▶ [任务要求] 将下方全部材料逐行原样复制，输出中略去图片。

▶ [本题材料]
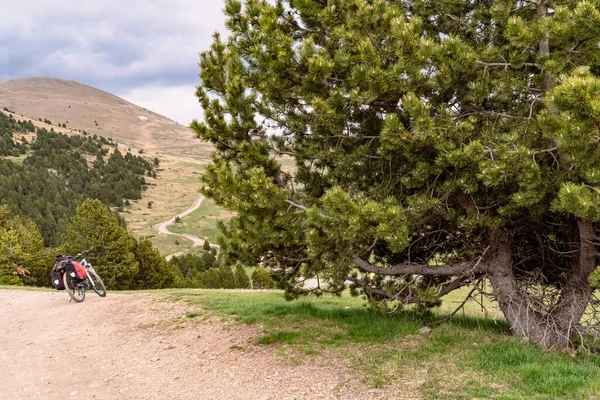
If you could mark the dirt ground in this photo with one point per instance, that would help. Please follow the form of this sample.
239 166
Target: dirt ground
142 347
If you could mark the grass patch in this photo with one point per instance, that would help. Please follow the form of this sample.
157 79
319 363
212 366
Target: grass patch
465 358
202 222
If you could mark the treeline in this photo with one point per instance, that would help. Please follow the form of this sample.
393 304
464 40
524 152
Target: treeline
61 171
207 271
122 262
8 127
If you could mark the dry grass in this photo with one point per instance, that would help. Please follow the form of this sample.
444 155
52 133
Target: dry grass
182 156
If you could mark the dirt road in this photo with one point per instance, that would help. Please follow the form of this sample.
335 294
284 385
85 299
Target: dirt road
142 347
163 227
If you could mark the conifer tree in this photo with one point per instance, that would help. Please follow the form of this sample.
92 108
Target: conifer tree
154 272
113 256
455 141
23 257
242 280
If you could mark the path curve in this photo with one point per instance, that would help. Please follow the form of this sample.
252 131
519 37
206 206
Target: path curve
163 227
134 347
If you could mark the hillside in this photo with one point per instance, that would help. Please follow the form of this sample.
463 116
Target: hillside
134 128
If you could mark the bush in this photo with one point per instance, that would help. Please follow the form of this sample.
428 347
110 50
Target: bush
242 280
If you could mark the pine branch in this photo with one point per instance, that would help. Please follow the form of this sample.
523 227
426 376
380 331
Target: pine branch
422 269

▶ [参考答案]
If you could mark the dirt ground in this photo with one point per instance, that would help. Please follow the form of this sample.
239 166
Target: dirt ground
142 347
If you could mark the grass patch in this photo with one point per instance, that would help. Please follow the form of this sample.
157 79
319 363
212 366
Target: grass patch
465 358
202 222
If you could mark the treeline in this photo with one point per instance, that would help. Please follow the form of this sample.
393 304
464 40
524 152
Target: treeline
61 171
207 271
122 262
8 127
If you could mark the dry grass in this photo with one point per instance, that would help. Please follow the form of this sample.
444 155
52 133
Target: dry grass
182 156
If you could mark the dirt road in this photo with one point per instance, that would help. Please follow the form of this sample.
335 294
284 385
85 299
Target: dirt road
142 347
163 227
If you could mark the conifer tree in this photo with one point per instance, that would help. Please follow the form of this sample.
92 108
Target: conifer tree
154 272
113 256
455 141
23 257
242 280
If you could mark the path curve in this photo with one point per instance, that would help. Please follow the form of this sample.
252 131
519 37
206 206
Target: path curve
163 227
134 347
If you could mark the hillside in this photo with one point per instance, that would help. Please follow the form of this sample.
463 116
Target: hillside
134 128
If you could mark the bush in this photo with one point per instance, that would help. Please follow the form of this sample.
428 347
110 50
Target: bush
242 280
If you could mark the pine branch in this photo with one point per instance, that would help. Please follow the form of this sample.
523 227
426 376
380 331
Target: pine branch
422 269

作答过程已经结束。